# What the exercise asks
Which lines in the records below contain the word "bird"? Report each of them.

# Material provided
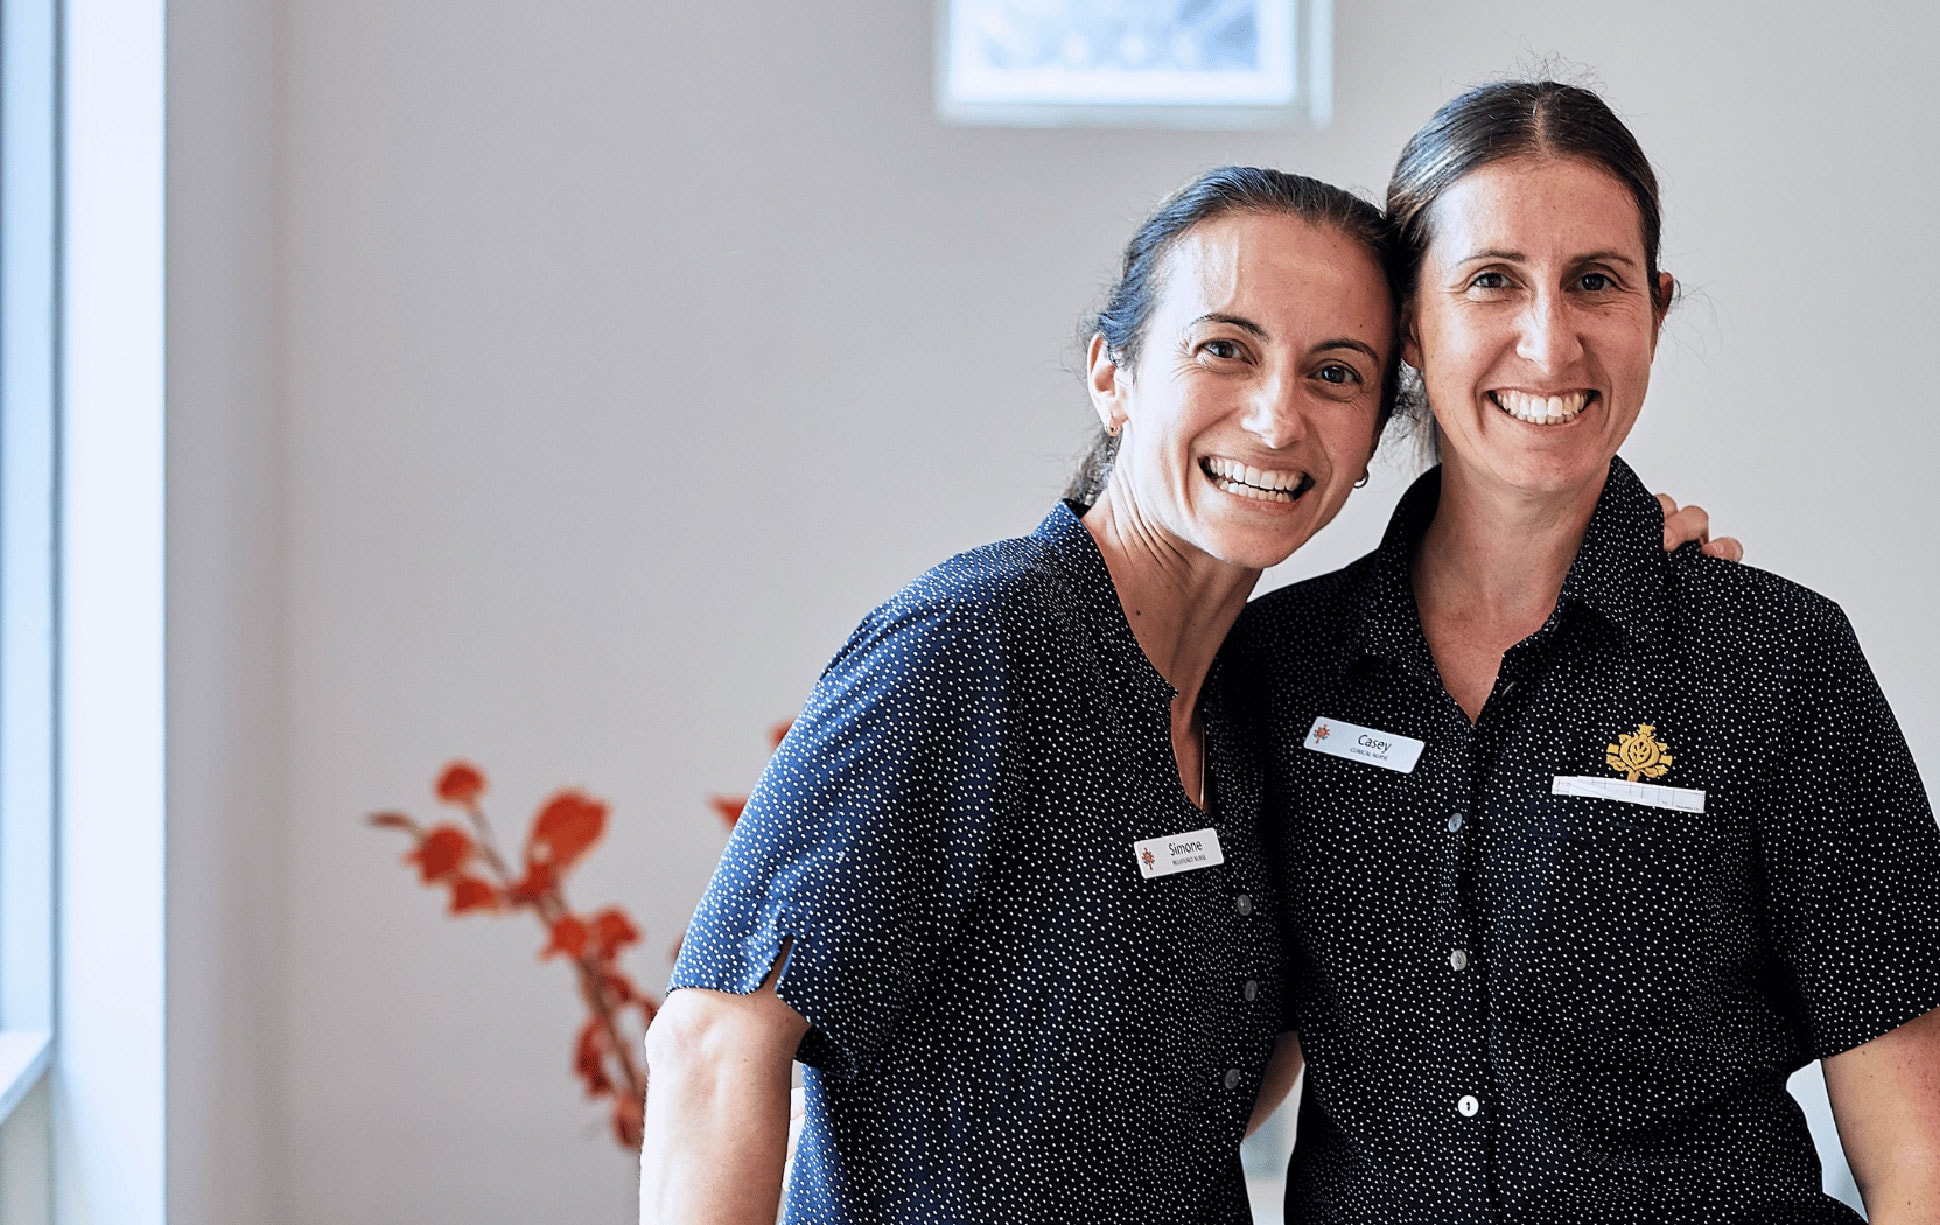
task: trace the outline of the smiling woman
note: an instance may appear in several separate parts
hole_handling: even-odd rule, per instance
[[[1856,1220],[1785,1092],[1813,1059],[1875,1225],[1940,1219],[1906,742],[1837,606],[1667,556],[1618,457],[1672,296],[1642,151],[1593,94],[1487,86],[1389,201],[1443,463],[1236,635],[1303,985],[1286,1219]],[[1350,721],[1414,755],[1327,747]]]
[[[648,1032],[643,1220],[774,1220],[796,1058],[791,1219],[1251,1220],[1298,1047],[1215,656],[1366,470],[1382,232],[1231,167],[1140,228],[1095,480],[872,613],[750,798]]]

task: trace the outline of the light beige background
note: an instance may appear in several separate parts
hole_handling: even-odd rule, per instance
[[[455,754],[508,824],[608,797],[575,894],[659,980],[706,796],[870,605],[1048,506],[1143,211],[1225,161],[1376,191],[1532,54],[1663,176],[1691,296],[1627,454],[1846,606],[1940,770],[1940,13],[1336,2],[1333,126],[1227,134],[940,126],[919,0],[171,6],[175,1219],[631,1219],[563,968],[361,815]]]

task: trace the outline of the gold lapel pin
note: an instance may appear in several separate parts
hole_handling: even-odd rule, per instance
[[[1617,742],[1603,760],[1626,782],[1664,777],[1671,768],[1671,746],[1659,740],[1656,732],[1651,724],[1639,723],[1635,732],[1617,733]]]

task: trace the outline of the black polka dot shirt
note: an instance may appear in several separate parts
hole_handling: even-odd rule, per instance
[[[786,1220],[1250,1220],[1238,1149],[1284,971],[1256,740],[1220,675],[1202,812],[1173,690],[1070,505],[850,638],[673,977],[751,991],[793,942],[778,990],[811,1028]],[[1135,843],[1207,828],[1223,863],[1141,870]]]
[[[1439,491],[1233,643],[1308,1059],[1287,1220],[1857,1220],[1785,1081],[1940,1005],[1940,832],[1845,616],[1667,555],[1617,460],[1471,726],[1409,581]]]

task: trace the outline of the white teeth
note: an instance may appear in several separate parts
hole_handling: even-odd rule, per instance
[[[1522,391],[1492,391],[1489,398],[1497,408],[1518,421],[1558,425],[1582,412],[1583,406],[1590,402],[1590,393],[1573,391],[1564,396],[1532,396]]]
[[[1269,471],[1218,457],[1204,461],[1206,474],[1227,493],[1263,502],[1290,502],[1303,479],[1298,472]]]

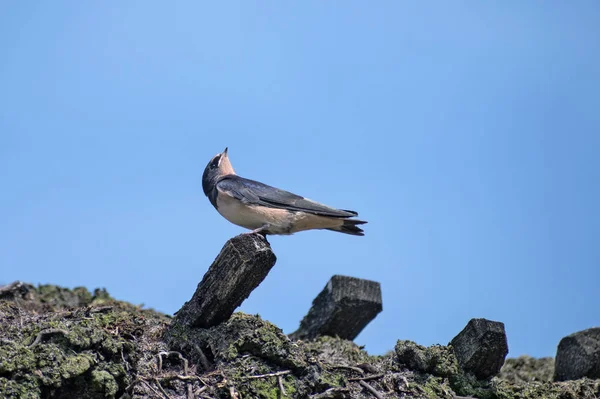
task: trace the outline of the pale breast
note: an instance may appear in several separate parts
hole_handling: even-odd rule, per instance
[[[292,222],[291,212],[285,209],[247,205],[222,192],[217,195],[217,211],[231,223],[250,230],[268,224],[273,234],[286,234]]]

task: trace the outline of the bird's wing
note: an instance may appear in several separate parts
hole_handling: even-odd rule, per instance
[[[217,182],[217,189],[246,203],[269,208],[302,211],[319,216],[350,218],[357,216],[354,211],[331,208],[288,191],[245,179],[237,175],[227,175]]]

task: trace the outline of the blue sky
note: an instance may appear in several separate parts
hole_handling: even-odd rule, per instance
[[[600,325],[600,4],[0,5],[0,280],[167,313],[242,232],[204,197],[236,171],[369,221],[270,239],[241,309],[294,331],[334,274],[380,281],[356,341],[509,356]]]

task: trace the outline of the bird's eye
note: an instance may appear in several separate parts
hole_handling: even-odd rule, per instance
[[[211,169],[214,169],[216,167],[219,166],[219,159],[221,159],[221,157],[214,157],[213,160],[210,163],[210,167]]]

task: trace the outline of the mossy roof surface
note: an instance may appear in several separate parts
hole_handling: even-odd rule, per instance
[[[463,373],[449,347],[398,341],[371,356],[335,337],[294,341],[256,315],[209,329],[105,290],[0,289],[2,398],[596,398],[598,381],[553,383],[550,361],[508,359],[500,378]],[[285,394],[285,396],[284,396]]]

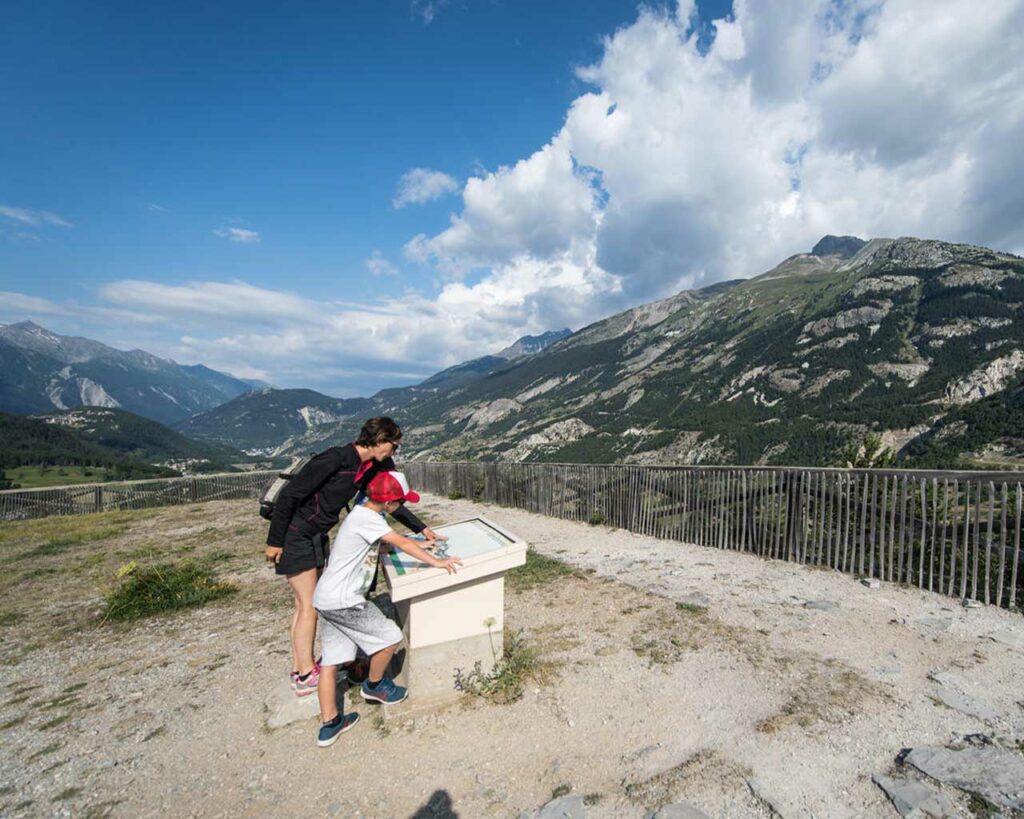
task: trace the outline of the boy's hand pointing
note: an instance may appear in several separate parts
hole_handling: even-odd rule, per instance
[[[462,559],[458,557],[446,557],[444,560],[438,560],[434,564],[435,569],[444,569],[448,574],[455,574],[455,567],[462,565]]]

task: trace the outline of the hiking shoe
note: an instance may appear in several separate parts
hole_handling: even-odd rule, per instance
[[[409,692],[400,685],[395,685],[393,680],[387,677],[377,683],[376,688],[370,688],[370,681],[366,680],[359,693],[367,702],[379,702],[384,705],[394,705],[409,696]]]
[[[330,747],[338,741],[338,737],[357,722],[359,722],[359,714],[338,714],[330,722],[325,722],[320,726],[320,733],[316,735],[316,744],[321,748]]]
[[[306,675],[306,679],[297,674],[292,677],[292,691],[295,692],[296,697],[308,697],[314,691],[316,691],[317,684],[320,682],[320,666],[313,666],[313,670]]]

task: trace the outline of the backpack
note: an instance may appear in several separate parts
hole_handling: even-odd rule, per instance
[[[274,504],[277,503],[277,499],[281,496],[281,491],[288,485],[288,481],[305,469],[306,464],[315,457],[316,453],[314,452],[309,455],[300,455],[292,458],[292,462],[282,469],[274,480],[267,484],[263,494],[260,495],[261,518],[270,520],[274,517]]]

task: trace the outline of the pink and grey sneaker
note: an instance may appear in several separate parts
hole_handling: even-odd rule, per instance
[[[308,674],[306,674],[305,677],[300,677],[294,671],[292,672],[292,691],[295,692],[296,697],[308,697],[310,694],[316,691],[316,687],[319,682],[319,664],[315,664],[312,670]]]

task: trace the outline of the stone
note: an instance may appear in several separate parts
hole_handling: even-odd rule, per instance
[[[536,819],[586,819],[582,796],[560,796],[537,811]]]
[[[709,604],[708,596],[701,594],[700,592],[693,592],[692,594],[685,594],[679,598],[680,603],[685,603],[688,606],[700,606],[706,609]]]
[[[935,689],[935,697],[947,708],[967,714],[969,717],[977,717],[985,722],[992,722],[999,718],[999,715],[985,703],[953,688],[940,685]]]
[[[808,600],[804,603],[804,608],[814,609],[815,611],[835,611],[839,608],[839,605],[831,600]]]
[[[340,695],[343,686],[338,686]],[[320,718],[320,703],[315,694],[296,697],[286,680],[274,685],[263,701],[267,708],[267,727],[282,728],[293,722],[306,722]]]
[[[867,586],[869,589],[880,589],[882,588],[882,581],[877,577],[865,577],[860,581],[862,586]]]
[[[711,819],[708,814],[689,802],[673,802],[671,805],[665,805],[651,817],[652,819]]]
[[[889,801],[892,802],[900,816],[928,816],[933,819],[944,819],[944,817],[957,815],[953,800],[942,791],[936,790],[924,782],[917,782],[913,779],[892,779],[878,774],[871,779],[889,797]]]
[[[1024,810],[1024,756],[1002,748],[914,748],[906,756],[925,776],[977,793],[1001,807]]]
[[[987,635],[988,639],[1018,651],[1024,651],[1024,631],[1013,628],[1001,628]]]
[[[965,609],[980,609],[983,604],[978,600],[973,600],[970,597],[965,597],[961,605]]]

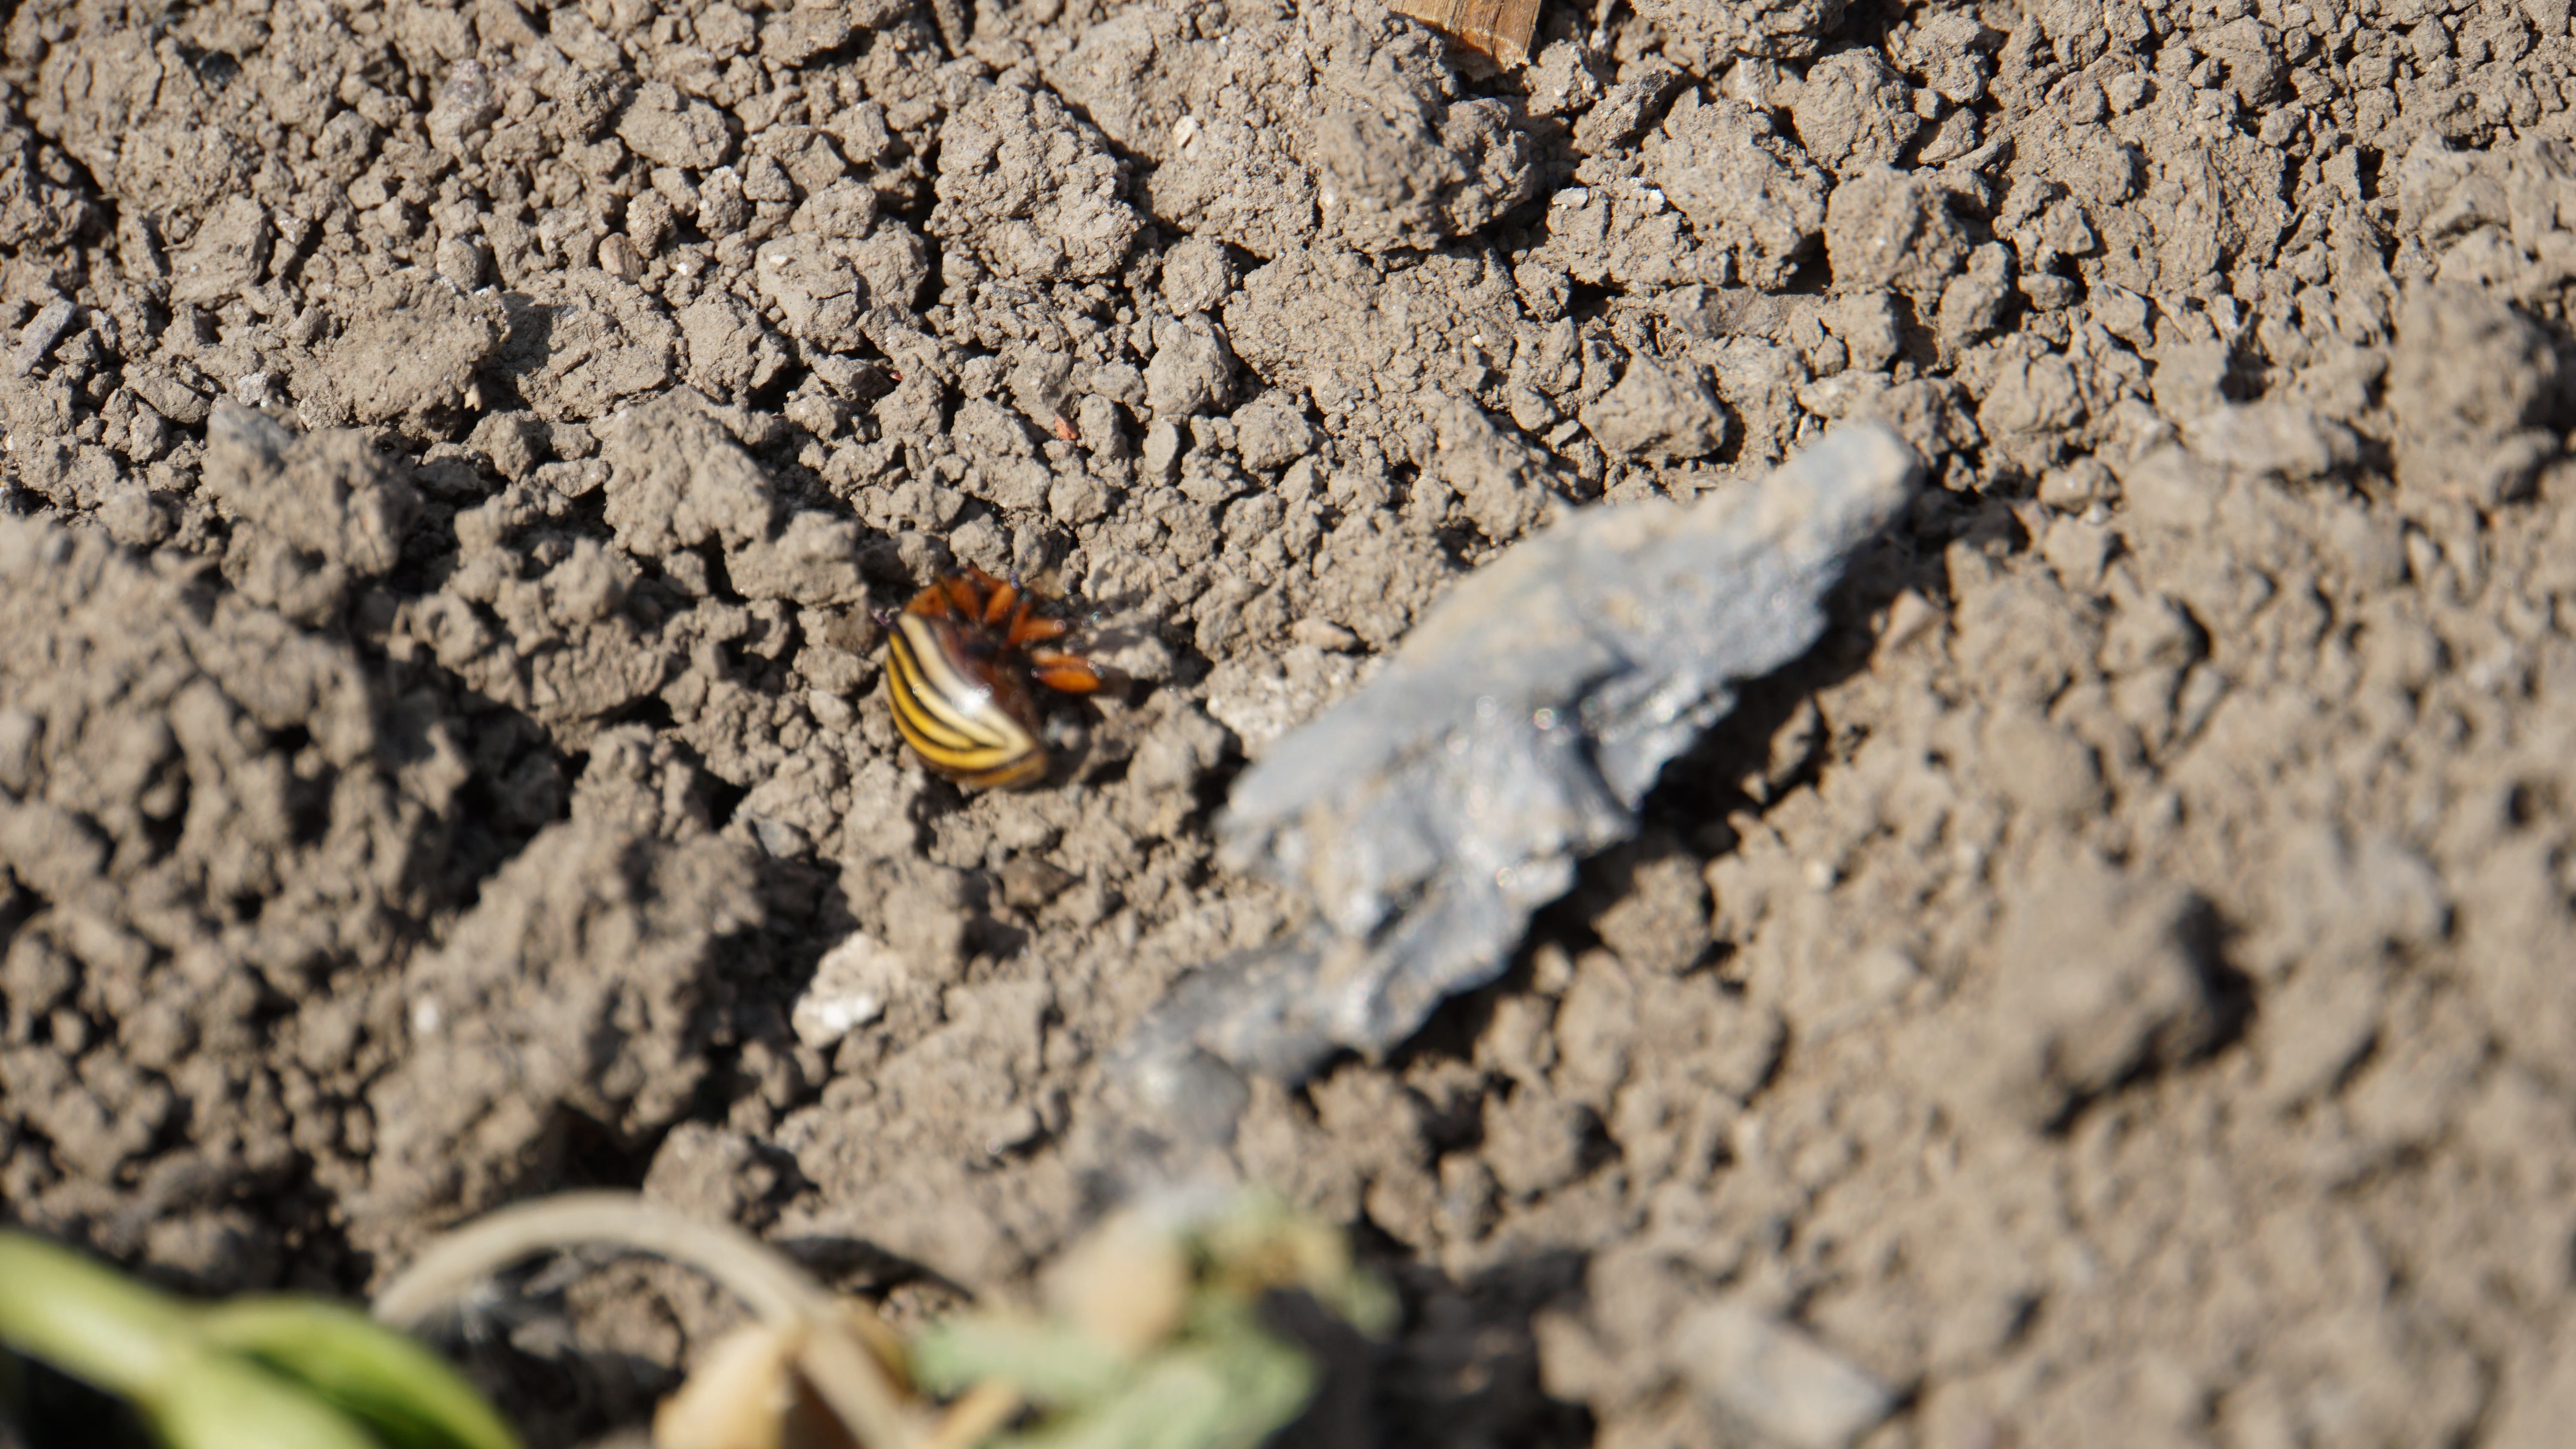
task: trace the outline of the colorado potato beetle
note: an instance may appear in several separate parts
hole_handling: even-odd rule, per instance
[[[979,568],[944,578],[886,621],[886,700],[923,764],[975,789],[1032,785],[1047,772],[1032,683],[1100,688],[1100,671],[1059,649],[1061,619],[1016,583]]]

# Output of the task
task: trace the outline of the bird's wing
task: trace the outline of the bird's eye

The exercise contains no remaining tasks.